→ **TASK PROMPT**:
List every line in the material below that contains the word "Query".

%%

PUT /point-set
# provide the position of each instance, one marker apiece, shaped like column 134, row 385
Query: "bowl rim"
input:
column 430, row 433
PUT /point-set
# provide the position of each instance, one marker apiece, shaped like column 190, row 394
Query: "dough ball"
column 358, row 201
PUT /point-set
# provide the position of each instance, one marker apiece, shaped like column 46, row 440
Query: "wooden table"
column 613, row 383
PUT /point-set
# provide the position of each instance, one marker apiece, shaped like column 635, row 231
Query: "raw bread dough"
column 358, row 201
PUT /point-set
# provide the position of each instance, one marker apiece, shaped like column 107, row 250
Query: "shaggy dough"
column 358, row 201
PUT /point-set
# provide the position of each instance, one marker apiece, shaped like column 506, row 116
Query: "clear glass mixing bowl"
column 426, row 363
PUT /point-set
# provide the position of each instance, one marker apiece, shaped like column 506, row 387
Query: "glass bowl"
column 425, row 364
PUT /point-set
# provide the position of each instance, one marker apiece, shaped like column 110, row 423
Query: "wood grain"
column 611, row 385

%%
%%

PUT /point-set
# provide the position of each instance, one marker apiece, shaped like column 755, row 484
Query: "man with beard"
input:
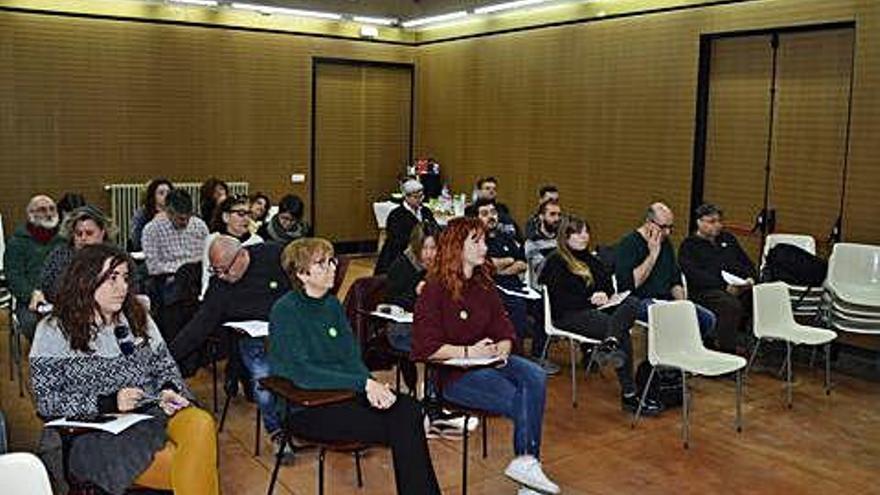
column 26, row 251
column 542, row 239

%%

→ **RESPONSE TO THIS TASK**:
Query: "bowl rim"
Query: "dough ball"
Query: "wooden table"
Query: "raw bread dough"
Query: "shaggy dough"
Query: "clear glass mixing bowl"
Query: "glass bowl"
Query: "wood grain"
Query: "man with beard"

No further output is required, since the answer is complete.